→ Task requirements: Please quote the entire listing below word for word.

→ Data shown:
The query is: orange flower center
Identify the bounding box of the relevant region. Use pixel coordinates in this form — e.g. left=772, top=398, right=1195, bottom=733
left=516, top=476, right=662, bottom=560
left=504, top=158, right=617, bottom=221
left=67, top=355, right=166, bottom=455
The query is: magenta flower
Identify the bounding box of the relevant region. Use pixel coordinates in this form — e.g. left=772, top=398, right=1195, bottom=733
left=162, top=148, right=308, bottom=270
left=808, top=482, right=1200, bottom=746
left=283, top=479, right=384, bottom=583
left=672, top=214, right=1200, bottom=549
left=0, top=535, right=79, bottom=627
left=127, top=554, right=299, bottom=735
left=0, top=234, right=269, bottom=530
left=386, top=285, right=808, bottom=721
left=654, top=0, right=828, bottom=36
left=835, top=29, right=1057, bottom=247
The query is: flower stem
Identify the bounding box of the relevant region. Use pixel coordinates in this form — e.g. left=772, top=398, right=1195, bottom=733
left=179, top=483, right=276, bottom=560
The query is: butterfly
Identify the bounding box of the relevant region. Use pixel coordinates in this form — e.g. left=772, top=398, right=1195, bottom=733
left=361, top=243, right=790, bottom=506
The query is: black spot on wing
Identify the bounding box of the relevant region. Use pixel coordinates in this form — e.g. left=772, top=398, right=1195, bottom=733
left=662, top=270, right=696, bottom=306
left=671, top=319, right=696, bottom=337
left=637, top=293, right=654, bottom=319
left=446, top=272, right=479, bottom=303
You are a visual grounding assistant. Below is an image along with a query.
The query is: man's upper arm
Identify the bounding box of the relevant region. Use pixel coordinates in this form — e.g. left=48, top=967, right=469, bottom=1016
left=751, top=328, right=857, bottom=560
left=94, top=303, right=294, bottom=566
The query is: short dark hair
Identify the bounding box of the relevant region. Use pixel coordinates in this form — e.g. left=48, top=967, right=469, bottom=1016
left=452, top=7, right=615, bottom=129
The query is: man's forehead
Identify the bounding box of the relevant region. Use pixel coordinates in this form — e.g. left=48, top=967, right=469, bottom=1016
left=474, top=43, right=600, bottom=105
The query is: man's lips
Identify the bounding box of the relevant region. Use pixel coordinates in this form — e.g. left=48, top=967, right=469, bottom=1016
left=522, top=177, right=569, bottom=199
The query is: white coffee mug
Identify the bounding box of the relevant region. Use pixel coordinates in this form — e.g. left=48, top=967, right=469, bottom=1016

→ Written answer:
The query is: orange flower center
Identify the bounding box of the relevant region. Use pixel coordinates in this form — e.g. left=772, top=398, right=1195, bottom=733
left=516, top=476, right=662, bottom=560
left=504, top=158, right=617, bottom=221
left=67, top=355, right=166, bottom=455
The query is: magenta flower
Identify the bounding box of the relevant region. Use pixel coordinates in this form — e.g. left=772, top=398, right=1195, bottom=733
left=162, top=148, right=308, bottom=270
left=808, top=482, right=1200, bottom=746
left=283, top=479, right=384, bottom=583
left=672, top=214, right=1200, bottom=549
left=0, top=535, right=79, bottom=627
left=127, top=554, right=299, bottom=735
left=0, top=234, right=269, bottom=530
left=386, top=285, right=808, bottom=721
left=654, top=0, right=828, bottom=36
left=835, top=29, right=1057, bottom=247
The query is: flower stem
Identify the bounding box of the relevant region. Use pixel coordinates in this form — e.g. left=772, top=398, right=1195, bottom=733
left=179, top=483, right=276, bottom=560
The query is: butterfly
Identify the bounding box of the relevant region. Use pixel coordinates in this form — e.g. left=772, top=398, right=1195, bottom=733
left=361, top=243, right=790, bottom=506
The query is: black spot on wing
Identify the bounding box of the relevant region. Use pixel coordinates in this form — e.g. left=772, top=398, right=1195, bottom=733
left=662, top=270, right=696, bottom=306
left=671, top=319, right=696, bottom=337
left=637, top=293, right=654, bottom=319
left=446, top=272, right=479, bottom=303
You are a visual grounding assistant. Below is an image along with a query.
The query is: man's upper arm
Identify the bounding box of the relevant region. Use pixel coordinates in this form — e.g. left=48, top=967, right=469, bottom=1016
left=751, top=328, right=857, bottom=560
left=94, top=303, right=294, bottom=566
The query is: short dark hair
Identify the bounding box of the relevant region. Use pixel coordinates in this form — e.g. left=48, top=967, right=469, bottom=1016
left=452, top=7, right=615, bottom=129
The query is: man's forehead
Identify the bounding box of the relevant region. Use pixel coordinates in this form — e.g. left=48, top=967, right=469, bottom=1016
left=474, top=43, right=600, bottom=105
The query is: man's lips
Identify the bounding box of the relevant region. Use pixel coordinates in this form — e.g. left=48, top=967, right=469, bottom=1016
left=522, top=177, right=569, bottom=199
The query is: white coffee mug
Identify the bounding box of the relevant region. Use pixel coordinates in this form — e.g. left=48, top=967, right=469, bottom=1016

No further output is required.